[WHAT YOU ARE ASKED TO DO] Format every line of the listing below as a numbered list, leaving out any blank lines.

[DATASET]
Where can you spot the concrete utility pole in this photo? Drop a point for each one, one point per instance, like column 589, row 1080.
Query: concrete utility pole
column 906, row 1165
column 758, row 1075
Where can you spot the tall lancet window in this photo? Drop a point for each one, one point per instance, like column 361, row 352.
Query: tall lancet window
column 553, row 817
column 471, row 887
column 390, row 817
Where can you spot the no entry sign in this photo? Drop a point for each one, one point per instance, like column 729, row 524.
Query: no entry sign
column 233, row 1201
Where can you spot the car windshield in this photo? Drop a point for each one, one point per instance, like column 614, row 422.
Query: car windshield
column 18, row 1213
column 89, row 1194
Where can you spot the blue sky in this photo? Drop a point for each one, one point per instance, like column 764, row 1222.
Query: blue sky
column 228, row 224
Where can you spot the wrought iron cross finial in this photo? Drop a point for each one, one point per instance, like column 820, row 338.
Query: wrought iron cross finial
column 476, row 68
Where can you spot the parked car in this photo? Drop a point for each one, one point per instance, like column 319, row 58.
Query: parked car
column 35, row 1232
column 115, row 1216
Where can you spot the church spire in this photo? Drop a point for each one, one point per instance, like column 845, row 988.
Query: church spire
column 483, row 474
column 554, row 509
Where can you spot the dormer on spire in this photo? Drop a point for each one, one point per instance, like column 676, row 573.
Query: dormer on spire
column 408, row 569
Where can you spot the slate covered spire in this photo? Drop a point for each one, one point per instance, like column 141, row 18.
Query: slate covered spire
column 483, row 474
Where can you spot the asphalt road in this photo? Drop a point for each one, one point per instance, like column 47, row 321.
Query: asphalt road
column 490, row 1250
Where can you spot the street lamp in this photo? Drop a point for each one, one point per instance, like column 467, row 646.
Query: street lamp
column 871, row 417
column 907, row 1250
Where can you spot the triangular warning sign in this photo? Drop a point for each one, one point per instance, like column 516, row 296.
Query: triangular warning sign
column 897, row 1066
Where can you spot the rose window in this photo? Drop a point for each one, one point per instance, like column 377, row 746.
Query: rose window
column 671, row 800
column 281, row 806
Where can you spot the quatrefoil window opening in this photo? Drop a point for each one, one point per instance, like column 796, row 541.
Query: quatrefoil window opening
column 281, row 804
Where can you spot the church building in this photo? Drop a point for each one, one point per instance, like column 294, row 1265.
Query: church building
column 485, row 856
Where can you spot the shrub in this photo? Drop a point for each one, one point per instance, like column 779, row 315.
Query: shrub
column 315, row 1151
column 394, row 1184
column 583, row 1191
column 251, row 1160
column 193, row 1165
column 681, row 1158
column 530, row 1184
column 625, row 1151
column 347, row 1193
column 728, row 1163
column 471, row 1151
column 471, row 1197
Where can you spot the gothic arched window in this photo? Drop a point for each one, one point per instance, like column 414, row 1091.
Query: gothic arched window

[RESULT OF THIS TASK]
1. Where can you spot the concrete utility pole in this photo? Drop a point for each one, one point per instance, like column 589, row 1080.
2. Query: concrete utility pole
3. column 906, row 1165
4. column 758, row 1075
5. Where can you spot the tall lancet window in this photo? Drop a point for each one, one point per instance, like column 361, row 352.
6. Query: tall lancet window
7. column 553, row 817
8. column 471, row 887
9. column 390, row 817
10. Where can you spot the no entry sign in this photo? Drop a point for each one, one point per instance, like column 729, row 524.
11. Query: no entry sign
12. column 233, row 1201
13. Where can you spot the car windshield in this photo? Drop a point for each one, one point per instance, like column 614, row 422.
14. Query: car windshield
15. column 18, row 1213
16. column 89, row 1194
17. Where can you spot the blue sky in this photo? Drop a point for each one, one point per instance, like column 764, row 1222.
18. Query: blue sky
19. column 228, row 224
20. Where can you spot the wrought iron cross finial in this photo? Drop a point for each one, one point per instance, like column 820, row 338.
21. Query: wrought iron cross finial
22. column 476, row 68
23. Where can you spot the parked car in this photo? Drop a point for each one, one point per instance, like column 319, row 58.
24. Query: parked car
25. column 35, row 1232
26. column 115, row 1216
27. Where can you spot the church spire in this photo? Drop a point for each one, one point per instance, like column 845, row 988.
28. Query: church spire
29. column 483, row 474
30. column 554, row 509
31. Where can you spot the dormer on spire in this photo? Drop a point for each one, one point per instance, like column 676, row 573.
32. Query: dormer on spire
33. column 408, row 569
34. Where can you spot the slate covered spire in this photo? Drop a point for each one, one point per instance, like column 141, row 18.
35. Query: slate covered spire
36. column 483, row 474
37. Where can you spot the asphalt road in this photo? Drop a point for each one, one point per instance, like column 47, row 321.
38. Query: asphalt road
39. column 490, row 1250
40. Where can you spot the street lamp in this photo? Drop a point for each one, one point per instance, like column 467, row 646.
41. Query: street lamp
42. column 871, row 417
43. column 907, row 1250
44. Where can you spot the triangular warning sign in this photo? Drop a point for each one, one point per instance, like column 516, row 296.
45. Query: triangular warning sign
46. column 897, row 1066
47. Where can you spot the rose window in this photo? Drop a point for each one, one point per instance, like column 377, row 746.
48. Query: rose window
49. column 671, row 800
50. column 281, row 806
51. Where can you spot the quatrefoil window opening in this photo? Drop a point for each one, one point per instance, like column 796, row 541.
52. Query: quatrefoil window opening
53. column 281, row 804
54. Where can you spot the church building in this photo? Drop a point for each one, one point per instance, like column 294, row 1265.
55. Query: church building
56. column 485, row 856
57. Where can you spot the shrub in this photo? Drop a point for each one, one point per instance, like column 779, row 315.
58. Query: shrub
59. column 315, row 1151
60. column 394, row 1184
61. column 583, row 1191
62. column 251, row 1160
63. column 193, row 1165
64. column 681, row 1158
65. column 530, row 1184
66. column 625, row 1151
67. column 347, row 1193
68. column 728, row 1163
69. column 471, row 1151
70. column 471, row 1197
71. Where can you spot the gothic arched window in this photo? Drop a point for each one, one point per instance, like column 414, row 1091.
72. Query: gothic arched window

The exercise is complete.